| Problem description |
Only a number is wanted here: the number of lines of the data that include "tower".

| Material for the task |
+-------+
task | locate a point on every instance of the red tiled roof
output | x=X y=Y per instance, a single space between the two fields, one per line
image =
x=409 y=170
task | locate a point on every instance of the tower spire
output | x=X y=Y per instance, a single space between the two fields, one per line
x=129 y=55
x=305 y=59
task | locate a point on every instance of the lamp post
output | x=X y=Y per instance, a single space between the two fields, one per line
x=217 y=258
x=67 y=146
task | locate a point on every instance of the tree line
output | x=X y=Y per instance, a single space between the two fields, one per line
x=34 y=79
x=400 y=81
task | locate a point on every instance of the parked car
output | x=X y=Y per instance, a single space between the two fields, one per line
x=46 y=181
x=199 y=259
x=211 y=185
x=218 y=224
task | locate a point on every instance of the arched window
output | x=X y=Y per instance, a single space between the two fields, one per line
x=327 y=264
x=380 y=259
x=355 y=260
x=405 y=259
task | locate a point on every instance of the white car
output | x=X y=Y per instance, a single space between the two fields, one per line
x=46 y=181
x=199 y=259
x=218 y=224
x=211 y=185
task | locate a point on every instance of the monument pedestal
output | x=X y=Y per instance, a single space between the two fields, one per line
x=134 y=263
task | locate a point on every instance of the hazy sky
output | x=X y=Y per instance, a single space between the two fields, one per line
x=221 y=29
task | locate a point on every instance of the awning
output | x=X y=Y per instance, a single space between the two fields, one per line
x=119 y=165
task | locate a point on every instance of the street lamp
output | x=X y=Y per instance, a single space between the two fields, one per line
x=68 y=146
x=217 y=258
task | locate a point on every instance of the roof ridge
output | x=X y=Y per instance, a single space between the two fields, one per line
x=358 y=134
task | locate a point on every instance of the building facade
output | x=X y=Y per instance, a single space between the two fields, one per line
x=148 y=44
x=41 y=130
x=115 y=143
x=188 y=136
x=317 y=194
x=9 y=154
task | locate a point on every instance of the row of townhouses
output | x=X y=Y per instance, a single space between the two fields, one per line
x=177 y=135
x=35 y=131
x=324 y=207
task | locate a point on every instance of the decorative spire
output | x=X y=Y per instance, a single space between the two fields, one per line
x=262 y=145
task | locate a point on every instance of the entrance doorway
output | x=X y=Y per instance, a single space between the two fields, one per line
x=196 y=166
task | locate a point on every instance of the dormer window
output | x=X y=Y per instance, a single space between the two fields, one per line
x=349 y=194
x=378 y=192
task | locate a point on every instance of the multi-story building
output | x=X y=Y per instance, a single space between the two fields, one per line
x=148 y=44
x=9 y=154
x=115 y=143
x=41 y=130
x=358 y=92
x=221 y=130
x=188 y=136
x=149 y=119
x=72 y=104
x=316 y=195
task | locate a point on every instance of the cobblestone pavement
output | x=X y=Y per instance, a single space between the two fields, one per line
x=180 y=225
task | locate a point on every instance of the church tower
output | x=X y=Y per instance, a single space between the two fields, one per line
+-------+
| Problem solution |
2